┌─ VORLIEGENDER TEXT

Genau das wurde auch auf der Falling-Walls-Konferenz deutlich, die am Jahrestag des Mauerfalls stattfand und als internationales Treffen für führende Wissenschaftler, Politiker und Künstler wesentlich unterstützt wird vom deutschen Bildungs- und Forschungsministerium. Die „Mauern“, die diese Konferenz einreißen soll, sind die der Menschenrechtsverletzungen, des Hungers, der Krankheiten, der extremen Armut. In Kurzvorträgen stellten renommierte Forscher ihre Lösungsansätze vor. Vielversprechend ist etwa die neue Methode von Sophia Vinogradov aus San Francisco, um Schizophrenie zu behandeln: nämlich schlicht durch Gehirntraining, bei dem computerbasierte kognitive Übungen, wie etwa Erinnerungsaufgaben, die verbalen und sozialen Fähigkeiten von Patienten verbessern.
Aber ein Zugang wie der des Wirtschaftswissenschaftlers Jagdish N. Baghwati zeigt dann doch, wie wenig Klarheit eigentlich darüber herrscht, wer die Armen sind, über die man redet. Baghwati argumentierte dafür, das Wirtschaftswachstum in Entwicklungsländern auszubauen, am Beispiel von Indien – und zwar Wachstum auf Seiten der Elite. Die Ausbeutung von Menschen und Ressourcen als Einwände lehnte er ab – und vertrat stattdessen die Ansicht, dass Slumbewohner sich ohnehin nicht mit den Reichen vergleichen würden. Schließlich bestünde zwischen diesen Gruppen kein Kontakt.
Die Aggressionen, die aber unter anderem die USA als Kapitalismusmacht aus islamischen Ländern auf sich ziehen, zeigen ausreichend, dass das Bild des Reichtums durchaus zu den Ärmeren hinreicht. Und gerade der Fortschritt der mobiler Technologien wird irgendwann auch die Slums erreichen. Ob sich dann Baghwatis These der getrennten Sphären aufrechterhalten lässt, ist zu bezweifeln.
Ohne Grundlegendes zu klären – seien es die endlichen Ressourcen oder die originäre Stimme des extrem armen Teils der Weltbevölkerung –, ist ein Durchbruch zu einer besseren Welt nicht möglich. Auch die Kunst stieß bei Falling Walls auf diese Grenze: Der chinesische Künstler Ai Wei Wei wurde zugeschaltet – und hat zusammen mit dem Berliner Künstler Olafur Eliasson ein Kunstwerk gestartet: um die Mauer der Taubheit, der Duldungsstarre zu durchbrechen. Das interaktive Werk „Moon“ funktioniert über eine Website, auf der jeder Besucher ein Zeichen hinterlassen kann. Ein Mond-Abbild ist dort der neutrale Ort für den Austausch jenseits politischer oder anderer Grenzen. Jeder mit Internetzugang kann hier mit-unter-zeichnen. Wer keinen hat, kann das natürlich nicht.
Open-Source in der Ethik
Die wirkliche Innovation – und die fehlte bei beiden Konferenzen – wäre eine Ethik, die den Umgang mit Daten und Technologien hinterfragt. Und zwar so, dass allen Bürgern die Vor- und Nachteile eingängig, und demokratisch verhandelte Regeln implementiert werden. Was sich in der Open-Source-Mentalität abzeichnet, ist ein anderes Denken, das nicht mehr auf Konkurrenz basiert, sondern auf gemeinsamer Entwicklung. Das können wir nutzen – für die Diskussion der Ethik neuer Technologien.
Einen Hinweis, was es dabei zu berücksichtigen gilt, gab die Technik bei MaketechX übrigens selbst. Die Kopfhörer, über die alle Reden und Gespräche auf der Bühne per Funk übertragen wurden, streikten in kurzen Abständen, dann erfüllte nur großes Rauschen die Ohren. Das nährte die Hoffnung etwas, dass auch den Allesmessern und Automatenmenschen die Übertragungsleistung gelang: Technik ist fehlbar.

└─
┌─ BEREITGESTELLTES MATERIAL

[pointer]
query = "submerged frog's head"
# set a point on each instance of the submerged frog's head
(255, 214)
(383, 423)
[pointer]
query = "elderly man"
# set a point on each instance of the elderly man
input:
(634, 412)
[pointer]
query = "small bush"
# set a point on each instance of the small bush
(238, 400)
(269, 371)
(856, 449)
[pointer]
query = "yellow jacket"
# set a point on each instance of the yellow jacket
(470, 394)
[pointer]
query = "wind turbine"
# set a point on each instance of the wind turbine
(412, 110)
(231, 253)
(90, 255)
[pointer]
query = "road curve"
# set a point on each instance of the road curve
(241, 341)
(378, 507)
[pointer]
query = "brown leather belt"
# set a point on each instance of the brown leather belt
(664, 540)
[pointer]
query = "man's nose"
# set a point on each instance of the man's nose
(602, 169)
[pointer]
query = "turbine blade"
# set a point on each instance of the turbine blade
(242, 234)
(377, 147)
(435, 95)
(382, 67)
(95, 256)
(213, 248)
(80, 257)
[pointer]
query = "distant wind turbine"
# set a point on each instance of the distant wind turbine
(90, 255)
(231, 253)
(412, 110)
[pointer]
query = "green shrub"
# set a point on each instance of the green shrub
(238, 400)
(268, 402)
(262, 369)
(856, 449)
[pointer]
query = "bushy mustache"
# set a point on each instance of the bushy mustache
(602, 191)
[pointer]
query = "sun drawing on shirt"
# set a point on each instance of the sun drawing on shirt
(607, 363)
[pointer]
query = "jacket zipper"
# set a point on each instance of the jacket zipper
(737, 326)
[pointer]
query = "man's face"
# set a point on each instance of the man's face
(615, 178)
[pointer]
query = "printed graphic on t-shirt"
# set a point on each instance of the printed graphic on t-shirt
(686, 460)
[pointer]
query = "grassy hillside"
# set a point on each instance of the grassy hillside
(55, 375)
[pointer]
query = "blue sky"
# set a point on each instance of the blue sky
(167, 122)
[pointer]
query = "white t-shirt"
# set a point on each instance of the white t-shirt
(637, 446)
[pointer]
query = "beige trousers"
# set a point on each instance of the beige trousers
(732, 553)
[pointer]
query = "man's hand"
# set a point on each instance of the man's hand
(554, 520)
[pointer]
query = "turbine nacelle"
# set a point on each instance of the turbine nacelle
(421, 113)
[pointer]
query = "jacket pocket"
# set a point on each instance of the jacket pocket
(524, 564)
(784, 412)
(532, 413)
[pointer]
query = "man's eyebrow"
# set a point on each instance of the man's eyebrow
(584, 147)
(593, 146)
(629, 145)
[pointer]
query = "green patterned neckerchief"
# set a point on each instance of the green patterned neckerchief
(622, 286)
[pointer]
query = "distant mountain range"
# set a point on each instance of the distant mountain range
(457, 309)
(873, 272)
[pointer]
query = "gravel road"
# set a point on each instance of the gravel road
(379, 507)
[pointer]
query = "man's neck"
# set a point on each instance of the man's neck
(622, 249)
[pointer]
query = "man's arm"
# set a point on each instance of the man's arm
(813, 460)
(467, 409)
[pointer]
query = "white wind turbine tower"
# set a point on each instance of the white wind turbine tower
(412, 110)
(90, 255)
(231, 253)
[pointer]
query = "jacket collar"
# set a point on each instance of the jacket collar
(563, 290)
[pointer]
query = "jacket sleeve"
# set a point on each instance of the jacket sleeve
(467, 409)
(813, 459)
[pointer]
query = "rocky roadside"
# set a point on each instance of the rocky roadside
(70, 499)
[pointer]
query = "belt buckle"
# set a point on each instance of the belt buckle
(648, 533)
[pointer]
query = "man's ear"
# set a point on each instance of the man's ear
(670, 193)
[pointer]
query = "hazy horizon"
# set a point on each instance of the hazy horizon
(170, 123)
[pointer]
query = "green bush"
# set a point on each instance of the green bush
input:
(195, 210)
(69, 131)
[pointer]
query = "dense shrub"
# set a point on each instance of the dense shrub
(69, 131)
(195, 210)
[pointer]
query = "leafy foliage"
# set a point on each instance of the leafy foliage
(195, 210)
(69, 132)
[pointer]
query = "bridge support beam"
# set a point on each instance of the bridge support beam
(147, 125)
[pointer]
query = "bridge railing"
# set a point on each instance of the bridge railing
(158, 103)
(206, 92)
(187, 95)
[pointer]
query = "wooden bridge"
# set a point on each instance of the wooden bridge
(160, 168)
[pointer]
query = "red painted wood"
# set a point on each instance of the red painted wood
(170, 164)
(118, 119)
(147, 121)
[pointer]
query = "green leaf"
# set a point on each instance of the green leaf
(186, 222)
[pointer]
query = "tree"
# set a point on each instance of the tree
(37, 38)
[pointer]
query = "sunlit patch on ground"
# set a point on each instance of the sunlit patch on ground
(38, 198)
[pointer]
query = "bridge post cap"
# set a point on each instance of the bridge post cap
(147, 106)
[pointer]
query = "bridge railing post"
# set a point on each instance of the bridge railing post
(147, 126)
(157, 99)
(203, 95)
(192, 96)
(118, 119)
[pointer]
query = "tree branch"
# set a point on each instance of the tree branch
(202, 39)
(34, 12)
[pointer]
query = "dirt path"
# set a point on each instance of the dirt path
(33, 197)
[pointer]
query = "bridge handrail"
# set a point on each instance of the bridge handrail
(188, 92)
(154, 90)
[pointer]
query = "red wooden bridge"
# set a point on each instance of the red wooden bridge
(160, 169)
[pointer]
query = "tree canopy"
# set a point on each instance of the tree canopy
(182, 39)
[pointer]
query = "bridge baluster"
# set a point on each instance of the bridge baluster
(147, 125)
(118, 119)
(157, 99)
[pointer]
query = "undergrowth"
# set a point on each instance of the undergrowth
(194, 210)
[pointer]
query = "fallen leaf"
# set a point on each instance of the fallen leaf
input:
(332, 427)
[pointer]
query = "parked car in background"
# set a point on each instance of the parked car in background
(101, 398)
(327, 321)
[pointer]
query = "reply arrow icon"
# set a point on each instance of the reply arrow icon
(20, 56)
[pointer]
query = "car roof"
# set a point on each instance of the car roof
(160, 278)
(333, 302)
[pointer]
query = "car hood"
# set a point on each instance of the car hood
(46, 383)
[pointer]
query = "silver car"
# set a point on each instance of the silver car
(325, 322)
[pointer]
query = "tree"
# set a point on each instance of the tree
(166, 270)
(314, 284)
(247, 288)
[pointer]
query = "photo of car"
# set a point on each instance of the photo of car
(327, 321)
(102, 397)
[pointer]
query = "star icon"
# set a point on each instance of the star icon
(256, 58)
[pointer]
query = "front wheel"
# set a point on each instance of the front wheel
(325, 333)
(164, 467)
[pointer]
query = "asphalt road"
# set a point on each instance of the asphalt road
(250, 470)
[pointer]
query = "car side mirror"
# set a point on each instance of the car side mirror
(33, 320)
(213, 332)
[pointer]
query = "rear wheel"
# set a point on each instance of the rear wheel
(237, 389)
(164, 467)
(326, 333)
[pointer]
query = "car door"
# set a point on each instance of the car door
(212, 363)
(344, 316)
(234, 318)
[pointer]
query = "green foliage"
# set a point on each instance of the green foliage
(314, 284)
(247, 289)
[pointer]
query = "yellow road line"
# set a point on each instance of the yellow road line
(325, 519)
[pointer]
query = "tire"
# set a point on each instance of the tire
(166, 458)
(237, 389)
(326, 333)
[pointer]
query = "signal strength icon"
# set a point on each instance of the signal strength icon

└─

» **AUFGABENSTELLUNG**
Gib aus dem Text über die Falling-Walls-Konferenz die Stelle von „Aber ein Zugang“ bis „Gruppen kein Kontakt.“ wortgetreu aus.

» **ERLEDIGTE AUFGABE**
Aber ein Zugang wie der des Wirtschaftswissenschaftlers Jagdish N. Baghwati zeigt dann doch, wie wenig Klarheit eigentlich darüber herrscht, wer die Armen sind, über die man redet. Baghwati argumentierte dafür, das Wirtschaftswachstum in Entwicklungsländern auszubauen, am Beispiel von Indien – und zwar Wachstum auf Seiten der Elite. Die Ausbeutung von Menschen und Ressourcen als Einwände lehnte er ab – und vertrat stattdessen die Ansicht, dass Slumbewohner sich ohnehin nicht mit den Reichen vergleichen würden. Schließlich bestünde zwischen diesen Gruppen kein Kontakt.